▶ _Set exercise 1_
Answer these questions from the velocity-time graph text:
(a) Which axis carries time in a v – t graph?
(b) What shapes can the motion of objects form?
(c) How many types of velocity-time graphs does the text say there are?
▶ _Set exercise 2_
Rewrite the velocity-time graph text from "## Formula For" to "u) / (t2 – t1)", swapping "change in time" for "time interval".

----- Text extract

# Velocity Time Graph Questions

## What is Velocity Time Graph?

A velocity time graph (v – t graph) is a graph of velocity along the y-axis versus time along the x-axis which is commonly used to solve problems in rectilinear acceleration. The graph can be in different shapes depending on whether the velocity is increasing, decreasing, or constant.

The v – t graph is very useful because it gives very useful information about the motion of objects. We can easily obtain the following information from the graph:

1. Acceleration
2. Retardation (Deceleration or negative acceleration)
3. Displacement
4. Average speed

The motion of objects can form shapes such as a square, triangle, trapezium, rectangle, or a combination of two or more shapes. Thus, the sum of the areas of the shapes formed corresponds to the distance moved, covered, or travelled by the objects.

## Explaining Velocity Time Graph

In a v – t graph, we have v along the y-axis and t along the x-axis. For us to find our gradient or slope, we need to divide velocity by time. This is more like slope (s) is equal to x/y (s=x/y). Therefore, when we substitute the value of x for v and y for t, and a for s. Thus, we will have s=v/t.

You need to also remember that acceleration (a) is velocity over time (v/t). Therefore, we can finally conclude that a=v/t. Hence the result of velocity will always give us acceleration. Since the SI unit of acceleration is in meters per second square (ms-2), we can see that the si unit of v – t graph is also in ms-2. Additionally, the si unit of time is in seconds (s). Velocity is measure in meters per second (m/s).

## Formula For calculating Velocity Time Grap

The formula for calculating velocity-time graph is: a = Δv / Δt which can be rewritten as a = v – u / t

We can also write it this way:

Slope (acceleration, a) = Change in velocity (v – u) / change in time (t2 – t1)

Thus,

a = (v – u) / (t2 – t1)

or

a = (v – u) / t

We can also remember that a = Δv / Δt

Note: The approach to the type of formula you want to use, depends on the question available to you.

## Types of Velocity-Time Graph

We have three types of velocity-time graphs:

### 1. V – T Graph for Objects Moving With Constant Velocity

The description of the v – t graph of an object moving with a constant velocity is number one (1) in the figure above. As we can see, Velocity did not change on the y-axis it remains constant. On the other hand, the time along x-axis keeps changing. Therefore, the change in velocity is constant for this type of graph. The graph is constant.

### 2. V – T Graph for Objects Accelerating From Rest

For this type of graph, the object starts from the rest or zero position. The velocity along the y-axis keeps increasing. Additionally, the time is also increasing. The figure above (number 2) describes the v – t graph of objects accelerating.

----------
----- Provided material

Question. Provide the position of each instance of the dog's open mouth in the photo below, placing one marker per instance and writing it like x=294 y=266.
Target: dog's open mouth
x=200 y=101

----------

▶ _Exercise output 1_
(a) The x-axis.
(b) A square, triangle, trapezium, rectangle, or a combination of two or more of these shapes.
(c) Three.

▶ _Exercise output 2_
## Formula For calculating Velocity Time Grap

The formula for calculating velocity-time graph is: a = Δv / Δt which can be rewritten as a = v – u / t

We can also write it this way:

Slope (acceleration, a) = Change in velocity (v – u) / time interval (t2 – t1)

Thus,

a = (v – u) / (t2 – t1)